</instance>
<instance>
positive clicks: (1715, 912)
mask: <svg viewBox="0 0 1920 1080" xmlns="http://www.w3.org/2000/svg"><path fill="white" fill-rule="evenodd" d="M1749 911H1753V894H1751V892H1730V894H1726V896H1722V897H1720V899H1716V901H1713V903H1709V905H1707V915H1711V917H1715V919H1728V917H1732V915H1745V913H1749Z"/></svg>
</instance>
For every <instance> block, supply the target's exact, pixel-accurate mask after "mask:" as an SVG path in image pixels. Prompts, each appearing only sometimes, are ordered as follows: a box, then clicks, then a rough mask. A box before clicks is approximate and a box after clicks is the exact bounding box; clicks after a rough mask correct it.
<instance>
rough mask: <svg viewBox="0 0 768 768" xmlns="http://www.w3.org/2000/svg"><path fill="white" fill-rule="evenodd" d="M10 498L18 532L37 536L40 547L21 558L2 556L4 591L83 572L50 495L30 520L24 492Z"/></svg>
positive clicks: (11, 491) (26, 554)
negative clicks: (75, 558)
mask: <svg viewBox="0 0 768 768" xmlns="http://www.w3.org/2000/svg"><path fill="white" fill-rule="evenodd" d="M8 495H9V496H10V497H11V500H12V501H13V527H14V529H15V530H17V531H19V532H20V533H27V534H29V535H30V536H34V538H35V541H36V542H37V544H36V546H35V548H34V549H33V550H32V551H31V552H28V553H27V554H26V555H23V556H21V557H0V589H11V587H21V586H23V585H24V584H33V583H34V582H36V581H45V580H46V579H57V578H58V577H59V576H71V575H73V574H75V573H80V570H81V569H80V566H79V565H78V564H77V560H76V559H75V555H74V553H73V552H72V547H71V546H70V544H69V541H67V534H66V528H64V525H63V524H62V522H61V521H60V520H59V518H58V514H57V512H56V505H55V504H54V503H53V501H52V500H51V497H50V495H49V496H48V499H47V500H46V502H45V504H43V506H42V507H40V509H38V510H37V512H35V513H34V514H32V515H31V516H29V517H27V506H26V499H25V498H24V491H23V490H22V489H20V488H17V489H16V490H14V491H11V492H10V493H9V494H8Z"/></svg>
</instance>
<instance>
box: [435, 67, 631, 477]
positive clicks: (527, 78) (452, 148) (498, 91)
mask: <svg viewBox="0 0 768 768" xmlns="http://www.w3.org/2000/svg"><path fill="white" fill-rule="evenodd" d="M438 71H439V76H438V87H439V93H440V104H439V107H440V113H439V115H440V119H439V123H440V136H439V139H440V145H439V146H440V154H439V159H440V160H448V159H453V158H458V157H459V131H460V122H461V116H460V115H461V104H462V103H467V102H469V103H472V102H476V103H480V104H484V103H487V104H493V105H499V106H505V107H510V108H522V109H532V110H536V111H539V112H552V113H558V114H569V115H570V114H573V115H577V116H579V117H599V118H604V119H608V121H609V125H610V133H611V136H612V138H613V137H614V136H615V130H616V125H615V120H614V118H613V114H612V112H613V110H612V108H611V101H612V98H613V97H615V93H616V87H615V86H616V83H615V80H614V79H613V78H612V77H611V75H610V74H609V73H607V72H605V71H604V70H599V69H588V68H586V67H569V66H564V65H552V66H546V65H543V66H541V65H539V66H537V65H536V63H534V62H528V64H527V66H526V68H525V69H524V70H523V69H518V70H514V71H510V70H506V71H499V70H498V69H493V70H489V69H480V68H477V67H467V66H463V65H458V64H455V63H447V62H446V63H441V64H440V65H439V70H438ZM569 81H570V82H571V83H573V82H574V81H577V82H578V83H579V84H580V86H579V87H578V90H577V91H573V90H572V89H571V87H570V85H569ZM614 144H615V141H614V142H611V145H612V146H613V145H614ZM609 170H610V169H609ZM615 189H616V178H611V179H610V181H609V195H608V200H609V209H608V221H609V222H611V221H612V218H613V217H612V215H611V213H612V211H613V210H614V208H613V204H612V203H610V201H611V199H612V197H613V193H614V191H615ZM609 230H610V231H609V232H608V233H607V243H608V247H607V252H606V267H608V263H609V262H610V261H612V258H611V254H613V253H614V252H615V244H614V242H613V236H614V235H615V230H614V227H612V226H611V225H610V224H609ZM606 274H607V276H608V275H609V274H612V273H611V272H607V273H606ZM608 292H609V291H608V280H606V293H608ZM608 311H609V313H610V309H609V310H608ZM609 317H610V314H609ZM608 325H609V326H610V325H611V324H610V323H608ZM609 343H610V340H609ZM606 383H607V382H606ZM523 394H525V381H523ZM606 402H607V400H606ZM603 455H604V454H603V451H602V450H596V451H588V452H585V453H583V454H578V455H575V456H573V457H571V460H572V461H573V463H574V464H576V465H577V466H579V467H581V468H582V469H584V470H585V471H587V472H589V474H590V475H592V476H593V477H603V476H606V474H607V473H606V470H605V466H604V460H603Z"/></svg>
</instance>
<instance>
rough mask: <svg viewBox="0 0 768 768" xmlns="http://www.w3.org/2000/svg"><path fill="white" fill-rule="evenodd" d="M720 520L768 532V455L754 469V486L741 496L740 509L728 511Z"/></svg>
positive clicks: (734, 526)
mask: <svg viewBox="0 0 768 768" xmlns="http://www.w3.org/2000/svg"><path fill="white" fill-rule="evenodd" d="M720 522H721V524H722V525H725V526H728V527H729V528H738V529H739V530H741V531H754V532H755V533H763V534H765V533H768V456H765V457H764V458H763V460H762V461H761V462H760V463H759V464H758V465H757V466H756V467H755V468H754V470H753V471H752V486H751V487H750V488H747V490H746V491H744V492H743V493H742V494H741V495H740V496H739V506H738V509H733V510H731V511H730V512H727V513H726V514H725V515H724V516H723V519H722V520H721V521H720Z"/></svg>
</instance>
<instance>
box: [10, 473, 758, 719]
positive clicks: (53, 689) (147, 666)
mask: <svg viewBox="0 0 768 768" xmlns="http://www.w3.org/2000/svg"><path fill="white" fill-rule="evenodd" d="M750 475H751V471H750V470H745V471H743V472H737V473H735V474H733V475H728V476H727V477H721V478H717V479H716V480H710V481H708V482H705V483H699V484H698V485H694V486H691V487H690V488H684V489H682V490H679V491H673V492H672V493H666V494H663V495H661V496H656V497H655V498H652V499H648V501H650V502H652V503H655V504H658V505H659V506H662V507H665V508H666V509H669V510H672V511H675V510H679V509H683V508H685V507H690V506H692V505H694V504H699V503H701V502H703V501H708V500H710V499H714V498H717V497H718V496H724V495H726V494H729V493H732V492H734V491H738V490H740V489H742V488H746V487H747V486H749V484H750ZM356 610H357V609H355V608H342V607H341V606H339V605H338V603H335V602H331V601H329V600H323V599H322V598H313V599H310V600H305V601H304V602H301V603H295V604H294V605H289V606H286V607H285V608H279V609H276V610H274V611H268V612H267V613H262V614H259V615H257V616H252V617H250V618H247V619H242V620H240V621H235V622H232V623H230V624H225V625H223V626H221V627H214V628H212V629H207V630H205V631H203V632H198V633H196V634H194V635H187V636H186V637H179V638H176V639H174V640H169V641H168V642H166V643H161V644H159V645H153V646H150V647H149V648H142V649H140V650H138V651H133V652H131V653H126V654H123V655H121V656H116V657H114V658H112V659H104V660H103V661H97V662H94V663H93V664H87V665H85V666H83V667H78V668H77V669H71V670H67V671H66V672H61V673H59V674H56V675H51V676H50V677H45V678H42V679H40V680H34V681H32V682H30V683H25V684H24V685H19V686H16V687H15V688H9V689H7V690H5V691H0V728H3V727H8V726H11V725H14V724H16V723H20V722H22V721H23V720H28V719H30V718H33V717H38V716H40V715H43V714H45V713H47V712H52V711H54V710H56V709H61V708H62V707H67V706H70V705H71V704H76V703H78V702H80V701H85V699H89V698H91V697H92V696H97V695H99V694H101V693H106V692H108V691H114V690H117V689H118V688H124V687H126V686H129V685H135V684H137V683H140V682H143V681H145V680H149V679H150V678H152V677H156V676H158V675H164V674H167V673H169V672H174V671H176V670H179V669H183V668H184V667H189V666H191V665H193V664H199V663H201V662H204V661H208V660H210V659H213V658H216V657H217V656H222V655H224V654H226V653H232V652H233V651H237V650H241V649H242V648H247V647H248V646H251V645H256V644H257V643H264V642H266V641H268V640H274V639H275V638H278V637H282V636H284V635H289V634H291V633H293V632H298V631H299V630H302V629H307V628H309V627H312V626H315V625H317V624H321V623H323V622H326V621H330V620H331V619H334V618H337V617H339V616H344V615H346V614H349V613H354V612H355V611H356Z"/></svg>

__Task brief__
Reproduce the records word for word, from the very beginning through the line that contains "positive clicks: (11, 491) (26, 554)", including that line.

__Answer for this exercise__
</instance>
<instance>
positive clicks: (1715, 912)
mask: <svg viewBox="0 0 1920 1080" xmlns="http://www.w3.org/2000/svg"><path fill="white" fill-rule="evenodd" d="M1749 911H1753V894H1751V892H1730V894H1726V896H1722V897H1720V899H1716V901H1713V903H1709V905H1707V915H1711V917H1715V919H1728V917H1732V915H1745V913H1749Z"/></svg>
</instance>
For every <instance> block, supply the target's exact, pixel-accurate mask after "mask:" as an SVG path in image pixels. Prompts, each appearing only sometimes, are ordered as follows: a box, then clicks, then a rough mask. A box before clicks is approximate and a box after clicks is the exact bounding box; clicks after a rough mask correct it.
<instance>
rough mask: <svg viewBox="0 0 768 768" xmlns="http://www.w3.org/2000/svg"><path fill="white" fill-rule="evenodd" d="M10 498L18 532L37 536L40 547L21 558L2 556L4 591L83 572L50 495L30 520L24 492Z"/></svg>
positive clicks: (11, 491) (26, 554)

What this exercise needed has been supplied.